Output every one of the entries below line for line with no changes, leaving out the pictures.

Location labeling records:

- - - - - - -

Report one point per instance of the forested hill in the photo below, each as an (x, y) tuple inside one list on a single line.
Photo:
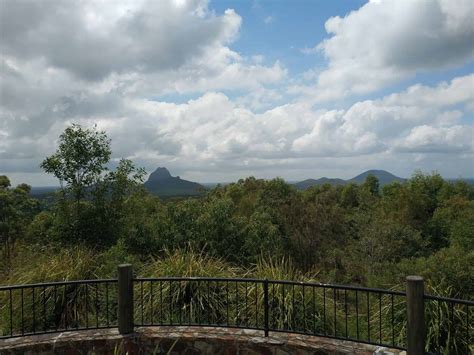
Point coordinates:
[(384, 178), (161, 183)]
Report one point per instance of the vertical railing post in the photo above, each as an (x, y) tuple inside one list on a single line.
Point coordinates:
[(265, 301), (125, 298), (415, 316)]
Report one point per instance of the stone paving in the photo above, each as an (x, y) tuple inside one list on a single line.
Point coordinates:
[(184, 340)]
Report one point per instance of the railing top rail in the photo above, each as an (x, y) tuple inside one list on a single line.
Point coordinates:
[(255, 280), (286, 282), (58, 283)]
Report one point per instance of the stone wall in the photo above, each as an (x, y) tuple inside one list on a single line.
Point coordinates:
[(183, 340)]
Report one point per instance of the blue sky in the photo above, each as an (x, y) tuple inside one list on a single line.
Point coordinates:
[(219, 90)]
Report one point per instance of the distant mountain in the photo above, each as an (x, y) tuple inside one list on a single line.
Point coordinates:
[(384, 178), (303, 185), (161, 183)]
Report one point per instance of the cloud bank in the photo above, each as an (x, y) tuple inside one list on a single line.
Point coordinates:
[(112, 64)]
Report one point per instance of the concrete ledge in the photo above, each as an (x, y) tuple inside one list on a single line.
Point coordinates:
[(184, 340)]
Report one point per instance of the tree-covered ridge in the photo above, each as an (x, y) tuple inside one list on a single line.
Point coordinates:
[(353, 234)]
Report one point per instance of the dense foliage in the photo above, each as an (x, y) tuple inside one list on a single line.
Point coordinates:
[(354, 234)]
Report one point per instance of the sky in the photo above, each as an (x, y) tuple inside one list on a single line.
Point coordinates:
[(220, 90)]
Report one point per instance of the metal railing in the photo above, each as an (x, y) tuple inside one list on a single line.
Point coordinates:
[(57, 306), (365, 315), (342, 312)]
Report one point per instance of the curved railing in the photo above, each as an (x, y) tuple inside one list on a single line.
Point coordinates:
[(366, 315)]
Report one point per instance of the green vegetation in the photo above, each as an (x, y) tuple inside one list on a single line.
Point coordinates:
[(359, 234)]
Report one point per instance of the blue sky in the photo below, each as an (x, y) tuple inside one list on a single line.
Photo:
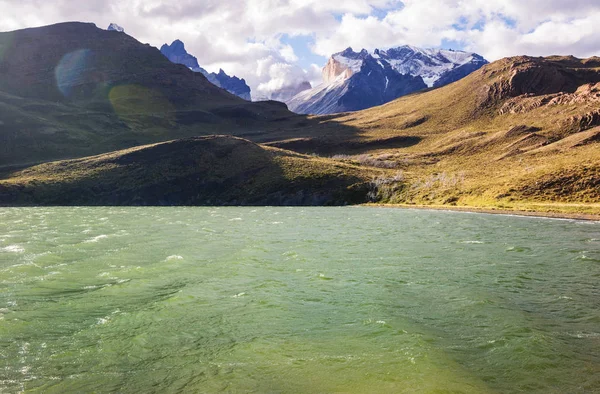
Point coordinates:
[(275, 44)]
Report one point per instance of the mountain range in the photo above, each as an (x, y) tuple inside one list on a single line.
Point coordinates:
[(89, 116), (177, 53), (358, 80)]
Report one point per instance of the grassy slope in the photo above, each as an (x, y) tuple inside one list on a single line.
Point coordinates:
[(212, 170), (477, 142), (473, 152)]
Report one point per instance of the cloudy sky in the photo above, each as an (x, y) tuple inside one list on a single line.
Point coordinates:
[(274, 43)]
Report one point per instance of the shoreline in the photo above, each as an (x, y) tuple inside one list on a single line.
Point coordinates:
[(539, 214)]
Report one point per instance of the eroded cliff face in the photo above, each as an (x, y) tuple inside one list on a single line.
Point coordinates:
[(528, 82)]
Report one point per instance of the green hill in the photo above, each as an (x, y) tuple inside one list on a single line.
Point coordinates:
[(71, 90), (214, 170)]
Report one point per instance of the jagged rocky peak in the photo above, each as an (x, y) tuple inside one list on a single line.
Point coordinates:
[(344, 64), (358, 80), (115, 27), (177, 53)]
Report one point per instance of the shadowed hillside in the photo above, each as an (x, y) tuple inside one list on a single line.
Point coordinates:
[(215, 170), (519, 132), (72, 90)]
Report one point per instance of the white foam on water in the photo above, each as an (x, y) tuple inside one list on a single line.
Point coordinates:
[(174, 257), (13, 249), (96, 239), (582, 335)]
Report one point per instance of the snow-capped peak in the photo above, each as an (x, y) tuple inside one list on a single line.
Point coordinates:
[(115, 27), (430, 64)]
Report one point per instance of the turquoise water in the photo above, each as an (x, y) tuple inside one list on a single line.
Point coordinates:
[(296, 300)]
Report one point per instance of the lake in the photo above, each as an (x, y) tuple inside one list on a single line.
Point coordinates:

- - - - - - -

◆ PROBLEM SOLUTION
Report one point per instance of the forested hill in the photo below, each as an (x, y) tuple inside one list on a single line.
Photo:
Point coordinates:
[(384, 178), (161, 183)]
Report one point per instance of the vertical railing post in the photo above, each as an (x, y) tuple inside one list on a single line.
Point coordinates:
[(265, 301), (125, 298), (415, 316)]
Report one point per instance of the stone paving in the photo above, each as an (x, y) tuple inside one list on a single line.
Point coordinates:
[(184, 340)]
Report one point per instance of the railing top rail in the photo above, each as an (x, y) tuple inside one list on a single line.
Point coordinates:
[(255, 280), (286, 282), (58, 283)]
Report one point per instance of the stone wall in the photo above, each as an (x, y) tuple inside one list on a single line.
Point coordinates:
[(183, 340)]
Report one point per instance of the blue sky in the photo above, each as an (x, y) tuple inside one list on a single line.
Point coordinates:
[(219, 90)]
Report one point per instance of the distant mountain in the photo above, each as an (x, y) tuple inside one list on a single line.
Point coordinates:
[(384, 178), (303, 185), (161, 183)]
Report one point per instance of the cloud bank in the photo above, each as an (x, y) tuple inside one list on a single line.
Point coordinates:
[(112, 64)]
Report one point per instance of the concrete ledge in the photo above, each as an (x, y) tuple inside one list on a single line.
Point coordinates:
[(184, 340)]
Report one point per instance of the tree-covered ridge in the photo above, each as an (x, y) tuple inside one list on a single line.
Point coordinates:
[(353, 234)]
Report one point per instance of the dense foliage in the photo above, each as an (x, y) tuple inside one list on a single line.
Point coordinates:
[(354, 234)]
Report one point per instance of the sky in the photo above, each as an (x, y) tuple inside one list on a single line.
Point coordinates:
[(220, 90)]
Report one point per instance of the metal railing in the photo above, each as an (x, y) tuple inside one list on a single line.
Point coordinates:
[(57, 306), (365, 315), (342, 312)]
Report one point per instance of the curved railing in the photo above, each as an (x, y) tuple inside one list on a single line.
Point coordinates:
[(366, 315)]
Report one point per instance of the green vegetation in the photo above, each as an (x, y) tuple inside one list on a single line.
Point coordinates:
[(359, 234)]
Report one point per instance of the blue sky in the photo below, each as an (x, y) tuple inside one list on a single line.
Photo:
Point coordinates:
[(275, 44)]
Report one point per instance of the mountain range in the photo above, each as an (x, y) tuple inside one list on a single line.
Point coordinates:
[(89, 116), (177, 53), (358, 80)]
Report one point per instance of the grassy slope in the photo above, each as an (x, y) tuple inside one list on a single line.
Point coordinates:
[(212, 170), (477, 142), (473, 152)]
Report one point per instance of the cloudy sky in the photo above, each as an (x, y) tuple inside one list on a single line.
Point coordinates:
[(274, 43)]
Report one point per instance of the shoreline in the photo above, each as an (x, y) tuple inside one list on a single line.
Point coordinates:
[(539, 214)]
Report one point per instance of the eroded cliff face in the photo above, each as an (x, y) tuple inside one list on a single line.
Point coordinates:
[(528, 82)]
Report one point per instance of the green hill in the photo above, each as an (x, y) tuple inside one list on a single line.
Point coordinates:
[(71, 90), (214, 170)]
Report one point per instance of the jagged rocky peak in the photo above, each as an (x, y) tuple inside one list on a single line.
Point coordinates:
[(344, 64), (358, 80), (115, 27), (177, 53)]
Report one point per instance of the shadowed hillside in the photo above, each as an (x, y) tuple inside one list on a single line.
Point coordinates:
[(215, 170), (519, 132), (72, 90)]
Report one point per instance of the white foam on water in the photo above, each as an (x, y) tuple inside one list on a single line.
Point coordinates:
[(174, 257), (13, 249), (96, 239), (582, 335)]
Report one point per instance of the snow-capped peak in the photo above, each as an (x, y) tuple inside one list on a single line.
Point coordinates:
[(115, 27), (430, 64)]
Report one point per instance of the turquoise water in the photo above, each as an (x, y) tuple inside one list on a single line.
Point coordinates:
[(296, 300)]
Report one point per instance of the lake in the photo above, each as an (x, y) tuple inside one list on a single line.
Point coordinates:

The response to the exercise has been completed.